* [Task brief]:
Among the entries below, which lines include the string "formatted"? Show each one.

* [Stored data]:
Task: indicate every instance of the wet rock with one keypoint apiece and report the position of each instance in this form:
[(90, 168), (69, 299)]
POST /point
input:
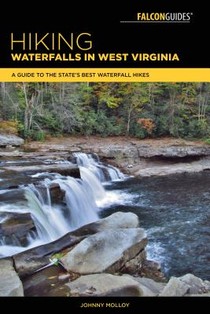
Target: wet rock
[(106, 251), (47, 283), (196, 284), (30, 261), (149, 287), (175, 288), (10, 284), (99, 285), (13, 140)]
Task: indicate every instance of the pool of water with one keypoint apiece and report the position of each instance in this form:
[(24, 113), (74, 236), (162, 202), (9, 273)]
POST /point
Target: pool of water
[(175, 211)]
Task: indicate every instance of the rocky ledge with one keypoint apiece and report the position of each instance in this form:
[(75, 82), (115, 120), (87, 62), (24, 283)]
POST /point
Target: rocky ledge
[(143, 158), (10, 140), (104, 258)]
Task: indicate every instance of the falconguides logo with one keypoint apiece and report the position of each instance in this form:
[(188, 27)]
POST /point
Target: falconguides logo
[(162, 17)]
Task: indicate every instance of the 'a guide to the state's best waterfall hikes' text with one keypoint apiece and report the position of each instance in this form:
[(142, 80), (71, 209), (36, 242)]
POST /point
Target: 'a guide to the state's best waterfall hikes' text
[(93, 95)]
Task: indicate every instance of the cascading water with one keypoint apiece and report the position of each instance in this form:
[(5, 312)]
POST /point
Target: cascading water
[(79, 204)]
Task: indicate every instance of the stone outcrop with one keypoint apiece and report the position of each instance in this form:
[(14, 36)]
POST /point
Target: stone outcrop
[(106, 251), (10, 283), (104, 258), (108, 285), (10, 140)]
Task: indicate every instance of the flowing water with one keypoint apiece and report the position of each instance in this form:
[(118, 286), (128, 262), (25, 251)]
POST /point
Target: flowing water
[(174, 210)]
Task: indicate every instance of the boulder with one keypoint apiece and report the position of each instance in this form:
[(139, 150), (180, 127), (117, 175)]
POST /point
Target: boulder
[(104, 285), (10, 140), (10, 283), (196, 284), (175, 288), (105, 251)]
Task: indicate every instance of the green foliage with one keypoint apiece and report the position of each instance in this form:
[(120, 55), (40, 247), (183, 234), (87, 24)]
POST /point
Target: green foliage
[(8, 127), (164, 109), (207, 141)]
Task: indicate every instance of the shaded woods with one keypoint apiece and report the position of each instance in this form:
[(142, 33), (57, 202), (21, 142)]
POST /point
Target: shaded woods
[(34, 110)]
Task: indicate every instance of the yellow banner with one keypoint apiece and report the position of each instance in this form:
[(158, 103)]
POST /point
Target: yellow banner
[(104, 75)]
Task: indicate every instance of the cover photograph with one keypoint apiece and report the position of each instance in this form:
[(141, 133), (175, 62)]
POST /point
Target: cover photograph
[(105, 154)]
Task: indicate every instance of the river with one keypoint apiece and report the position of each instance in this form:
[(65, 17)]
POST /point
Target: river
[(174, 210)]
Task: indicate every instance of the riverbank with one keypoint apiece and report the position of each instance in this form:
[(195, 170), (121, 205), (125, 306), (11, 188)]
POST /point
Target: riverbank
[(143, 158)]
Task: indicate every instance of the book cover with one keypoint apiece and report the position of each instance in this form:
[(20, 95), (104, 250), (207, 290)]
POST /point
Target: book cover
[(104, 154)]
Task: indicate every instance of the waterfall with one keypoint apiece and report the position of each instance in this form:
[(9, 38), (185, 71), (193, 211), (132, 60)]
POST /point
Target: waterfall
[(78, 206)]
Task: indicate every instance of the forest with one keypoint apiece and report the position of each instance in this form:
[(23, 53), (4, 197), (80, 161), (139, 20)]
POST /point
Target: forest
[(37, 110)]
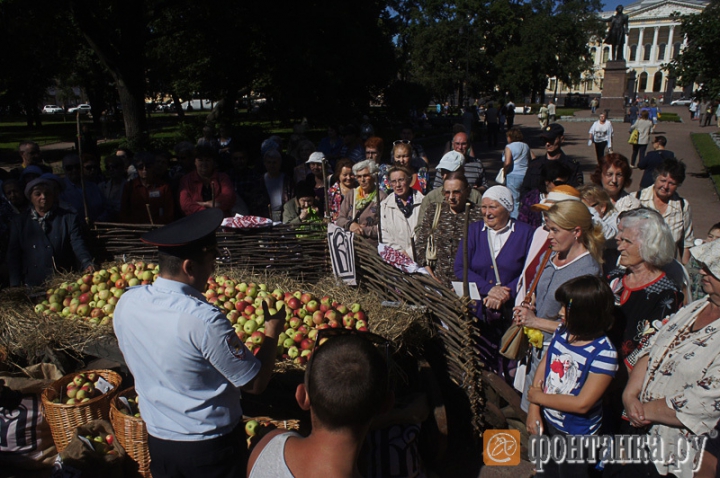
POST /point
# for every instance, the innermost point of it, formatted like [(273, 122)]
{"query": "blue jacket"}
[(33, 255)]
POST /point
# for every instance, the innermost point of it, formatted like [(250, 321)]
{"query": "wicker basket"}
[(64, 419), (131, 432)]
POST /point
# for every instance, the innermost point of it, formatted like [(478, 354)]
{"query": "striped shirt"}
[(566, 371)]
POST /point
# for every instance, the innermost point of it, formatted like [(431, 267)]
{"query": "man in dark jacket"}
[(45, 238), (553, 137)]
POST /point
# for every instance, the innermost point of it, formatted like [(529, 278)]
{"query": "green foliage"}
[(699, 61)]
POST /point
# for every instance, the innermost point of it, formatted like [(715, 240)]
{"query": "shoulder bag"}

* [Completed exercise]:
# for every instance, the innermost point of it, formatted like [(273, 122)]
# for every instance, the innermost point of it, formatted like [(250, 321)]
# for every instance, the innermost point of it, formatted like [(478, 354)]
# for every instance, the innermost point of it, formatted like [(431, 267)]
# for every instance, the innermost point of it, formatted like [(529, 278)]
# for every instance, the innermost point of it, formatted like [(715, 240)]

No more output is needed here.